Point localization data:
___

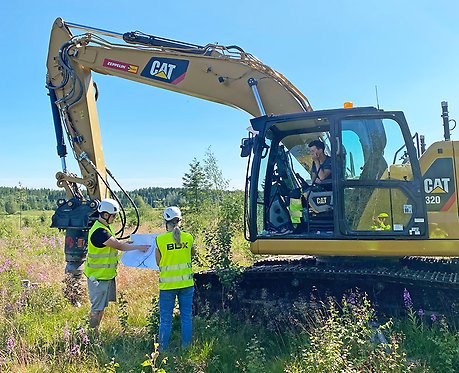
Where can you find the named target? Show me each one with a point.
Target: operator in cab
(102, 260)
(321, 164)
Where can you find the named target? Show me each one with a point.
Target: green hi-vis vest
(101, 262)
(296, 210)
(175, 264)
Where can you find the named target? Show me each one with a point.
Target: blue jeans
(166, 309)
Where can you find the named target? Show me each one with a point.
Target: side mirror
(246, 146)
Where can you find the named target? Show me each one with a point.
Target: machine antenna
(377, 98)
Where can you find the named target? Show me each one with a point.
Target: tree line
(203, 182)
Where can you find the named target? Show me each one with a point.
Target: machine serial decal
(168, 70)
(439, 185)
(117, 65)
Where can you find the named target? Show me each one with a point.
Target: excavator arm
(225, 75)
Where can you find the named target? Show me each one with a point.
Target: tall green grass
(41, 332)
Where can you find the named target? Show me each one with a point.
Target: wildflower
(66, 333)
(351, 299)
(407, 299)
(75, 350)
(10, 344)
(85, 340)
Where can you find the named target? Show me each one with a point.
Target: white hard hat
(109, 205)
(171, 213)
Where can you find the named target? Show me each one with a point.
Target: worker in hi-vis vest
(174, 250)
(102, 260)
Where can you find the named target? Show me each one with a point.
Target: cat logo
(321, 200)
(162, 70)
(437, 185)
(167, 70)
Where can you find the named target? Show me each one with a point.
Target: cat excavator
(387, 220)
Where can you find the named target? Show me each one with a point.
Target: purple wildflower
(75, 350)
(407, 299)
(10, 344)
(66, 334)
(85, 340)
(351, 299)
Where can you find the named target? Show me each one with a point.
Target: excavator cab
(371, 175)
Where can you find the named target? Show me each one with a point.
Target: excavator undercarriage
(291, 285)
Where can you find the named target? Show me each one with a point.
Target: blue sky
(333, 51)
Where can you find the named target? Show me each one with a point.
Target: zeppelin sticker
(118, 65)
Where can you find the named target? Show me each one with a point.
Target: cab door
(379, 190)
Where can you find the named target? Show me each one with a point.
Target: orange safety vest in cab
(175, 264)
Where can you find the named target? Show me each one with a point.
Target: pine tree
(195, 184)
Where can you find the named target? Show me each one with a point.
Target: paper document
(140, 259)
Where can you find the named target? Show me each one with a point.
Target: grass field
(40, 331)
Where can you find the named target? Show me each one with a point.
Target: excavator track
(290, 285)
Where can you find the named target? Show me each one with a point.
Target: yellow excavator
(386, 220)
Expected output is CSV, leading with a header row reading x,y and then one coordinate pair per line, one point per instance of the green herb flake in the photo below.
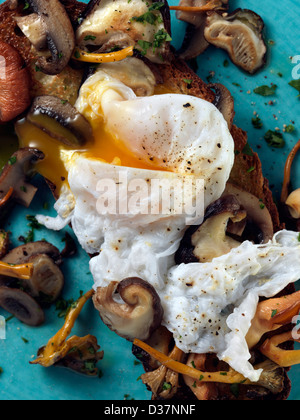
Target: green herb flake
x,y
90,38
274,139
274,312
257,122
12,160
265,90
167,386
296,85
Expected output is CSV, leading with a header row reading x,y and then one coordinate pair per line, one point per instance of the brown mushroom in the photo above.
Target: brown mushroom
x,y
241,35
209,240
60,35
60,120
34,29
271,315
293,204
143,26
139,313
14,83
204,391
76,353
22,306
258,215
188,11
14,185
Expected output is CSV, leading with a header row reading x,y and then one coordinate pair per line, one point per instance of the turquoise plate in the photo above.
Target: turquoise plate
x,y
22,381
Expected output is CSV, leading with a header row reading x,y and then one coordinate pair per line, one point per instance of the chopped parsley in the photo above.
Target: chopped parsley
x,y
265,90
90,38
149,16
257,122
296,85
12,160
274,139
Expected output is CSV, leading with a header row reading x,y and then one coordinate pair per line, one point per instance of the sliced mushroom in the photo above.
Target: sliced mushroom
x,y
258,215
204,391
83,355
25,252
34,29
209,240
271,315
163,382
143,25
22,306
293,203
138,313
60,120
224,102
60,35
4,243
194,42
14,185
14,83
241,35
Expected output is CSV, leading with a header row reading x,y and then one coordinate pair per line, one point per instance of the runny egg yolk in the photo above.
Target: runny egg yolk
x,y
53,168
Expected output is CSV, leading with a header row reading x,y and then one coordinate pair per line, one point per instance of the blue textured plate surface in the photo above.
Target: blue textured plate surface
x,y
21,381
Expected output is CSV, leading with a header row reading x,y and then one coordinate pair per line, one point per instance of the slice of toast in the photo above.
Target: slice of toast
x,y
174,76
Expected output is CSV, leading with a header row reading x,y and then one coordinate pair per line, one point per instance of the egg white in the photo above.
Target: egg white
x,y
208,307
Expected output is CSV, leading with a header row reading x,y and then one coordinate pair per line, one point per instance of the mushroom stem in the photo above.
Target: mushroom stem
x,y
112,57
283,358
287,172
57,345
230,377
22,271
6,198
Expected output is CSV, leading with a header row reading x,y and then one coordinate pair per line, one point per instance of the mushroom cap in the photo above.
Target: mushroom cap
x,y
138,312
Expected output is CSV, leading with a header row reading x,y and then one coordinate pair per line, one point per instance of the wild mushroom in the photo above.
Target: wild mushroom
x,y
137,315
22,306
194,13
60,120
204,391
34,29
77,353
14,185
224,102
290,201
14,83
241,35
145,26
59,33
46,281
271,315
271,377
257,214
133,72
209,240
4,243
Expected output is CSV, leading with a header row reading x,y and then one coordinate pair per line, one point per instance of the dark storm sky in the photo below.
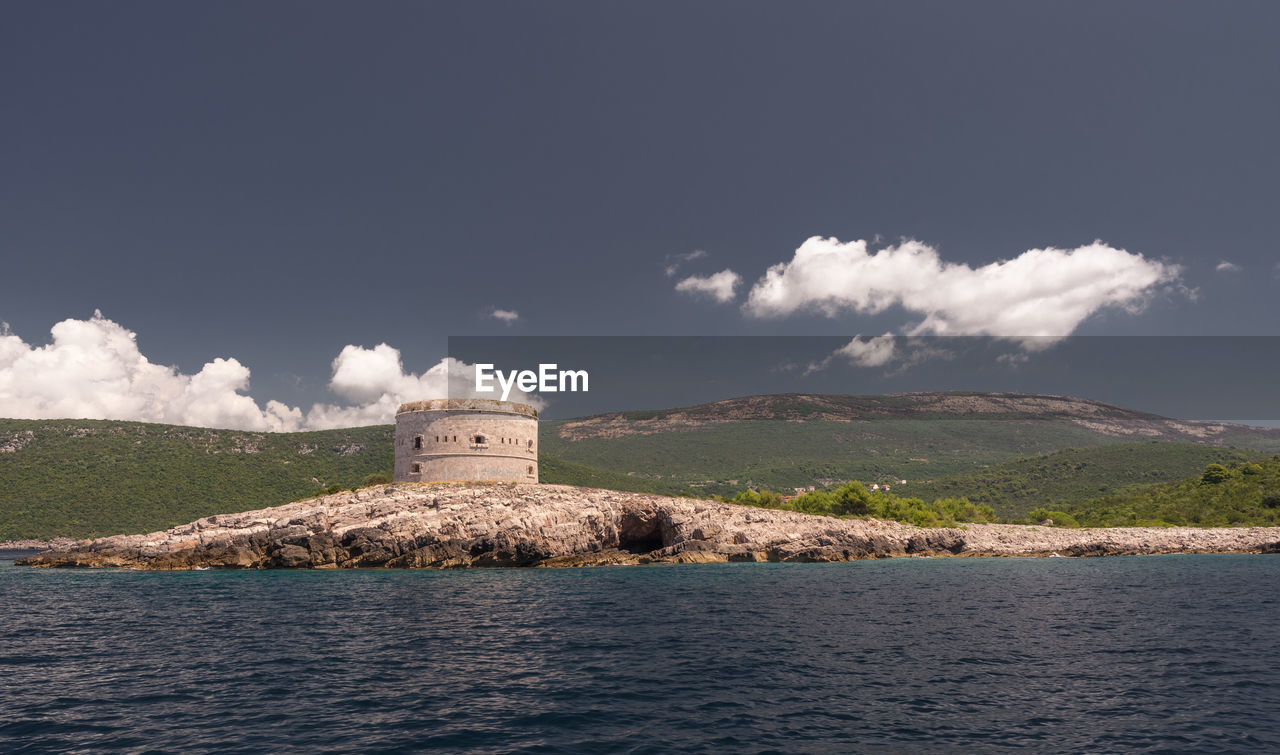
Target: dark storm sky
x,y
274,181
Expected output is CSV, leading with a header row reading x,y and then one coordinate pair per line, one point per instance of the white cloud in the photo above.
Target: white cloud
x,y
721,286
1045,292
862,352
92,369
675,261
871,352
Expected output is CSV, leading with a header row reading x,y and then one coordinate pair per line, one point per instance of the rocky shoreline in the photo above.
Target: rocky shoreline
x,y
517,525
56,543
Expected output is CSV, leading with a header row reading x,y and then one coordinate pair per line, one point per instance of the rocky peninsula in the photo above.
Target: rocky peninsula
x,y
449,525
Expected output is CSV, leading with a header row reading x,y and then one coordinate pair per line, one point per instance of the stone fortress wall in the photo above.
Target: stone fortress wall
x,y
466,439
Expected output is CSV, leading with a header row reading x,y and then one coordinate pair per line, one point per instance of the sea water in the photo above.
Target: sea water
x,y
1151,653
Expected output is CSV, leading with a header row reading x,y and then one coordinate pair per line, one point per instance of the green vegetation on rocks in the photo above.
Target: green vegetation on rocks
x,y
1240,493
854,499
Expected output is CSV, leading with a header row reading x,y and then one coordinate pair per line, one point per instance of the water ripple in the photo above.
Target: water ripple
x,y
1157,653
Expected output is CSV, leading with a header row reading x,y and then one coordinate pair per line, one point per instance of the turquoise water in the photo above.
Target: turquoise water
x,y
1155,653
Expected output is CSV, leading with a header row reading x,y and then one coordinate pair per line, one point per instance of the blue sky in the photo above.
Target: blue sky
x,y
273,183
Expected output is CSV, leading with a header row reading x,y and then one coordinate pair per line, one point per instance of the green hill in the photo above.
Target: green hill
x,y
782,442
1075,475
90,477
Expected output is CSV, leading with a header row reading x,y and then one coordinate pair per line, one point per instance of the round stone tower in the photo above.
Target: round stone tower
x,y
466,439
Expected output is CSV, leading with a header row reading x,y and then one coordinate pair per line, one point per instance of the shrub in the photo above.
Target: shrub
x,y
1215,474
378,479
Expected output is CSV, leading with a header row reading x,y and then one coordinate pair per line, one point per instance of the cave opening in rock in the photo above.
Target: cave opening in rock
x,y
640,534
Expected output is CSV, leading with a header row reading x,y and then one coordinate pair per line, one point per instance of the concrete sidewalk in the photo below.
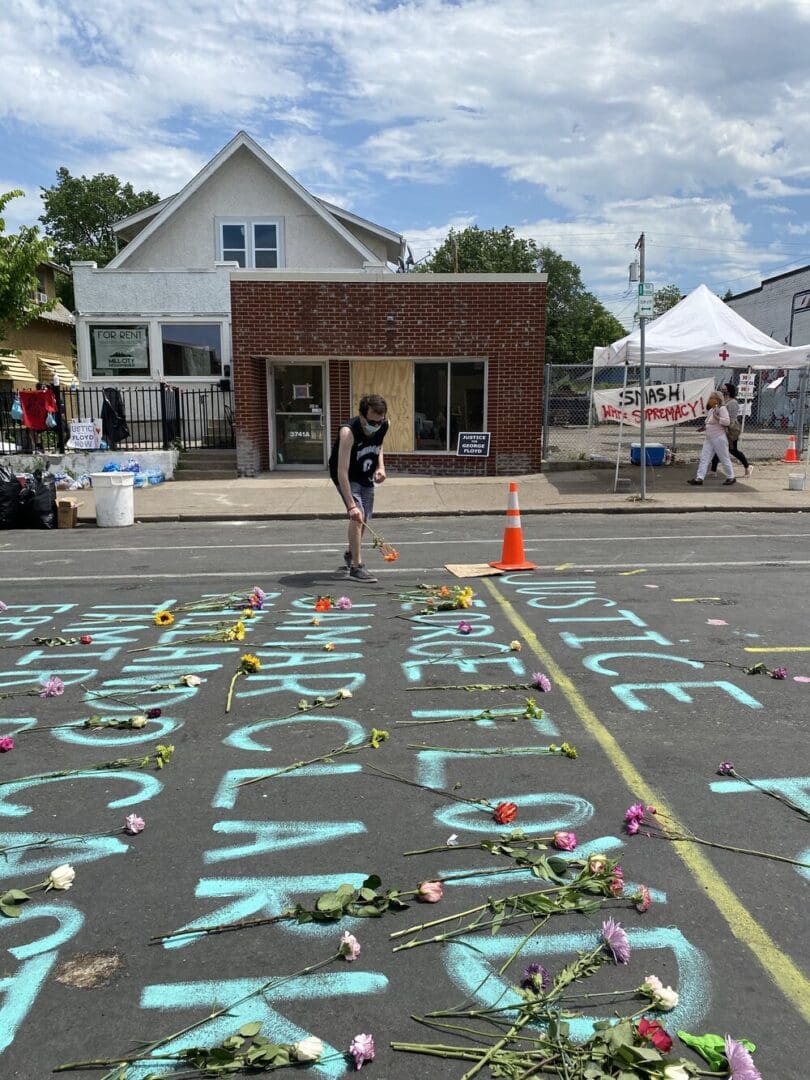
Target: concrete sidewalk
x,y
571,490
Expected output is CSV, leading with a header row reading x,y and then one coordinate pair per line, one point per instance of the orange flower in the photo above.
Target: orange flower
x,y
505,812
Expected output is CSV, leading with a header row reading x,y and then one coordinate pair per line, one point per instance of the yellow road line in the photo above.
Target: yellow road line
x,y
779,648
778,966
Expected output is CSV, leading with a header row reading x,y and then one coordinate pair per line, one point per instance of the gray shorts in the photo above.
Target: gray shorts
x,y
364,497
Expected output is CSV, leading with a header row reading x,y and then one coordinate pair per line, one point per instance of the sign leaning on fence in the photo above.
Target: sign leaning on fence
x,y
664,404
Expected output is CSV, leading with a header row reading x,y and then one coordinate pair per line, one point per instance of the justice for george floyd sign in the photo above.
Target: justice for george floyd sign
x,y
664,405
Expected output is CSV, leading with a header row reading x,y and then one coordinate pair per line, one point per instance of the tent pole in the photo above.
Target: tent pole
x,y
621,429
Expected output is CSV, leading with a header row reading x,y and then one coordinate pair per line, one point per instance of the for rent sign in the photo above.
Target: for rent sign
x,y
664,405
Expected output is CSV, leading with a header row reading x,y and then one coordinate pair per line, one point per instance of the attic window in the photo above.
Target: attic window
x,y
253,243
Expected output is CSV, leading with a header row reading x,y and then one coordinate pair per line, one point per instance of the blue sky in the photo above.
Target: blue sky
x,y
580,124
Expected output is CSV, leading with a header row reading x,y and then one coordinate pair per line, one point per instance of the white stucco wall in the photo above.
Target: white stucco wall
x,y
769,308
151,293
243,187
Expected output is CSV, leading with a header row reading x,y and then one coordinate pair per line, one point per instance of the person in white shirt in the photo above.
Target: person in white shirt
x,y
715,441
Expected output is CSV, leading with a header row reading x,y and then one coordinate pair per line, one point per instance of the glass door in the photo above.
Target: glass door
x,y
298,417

___

» TASK DIRECTIONS:
How many lines of the entries contain "below"? Answer with a number alone.

» ANSWER TO THIS PROBLEM:
3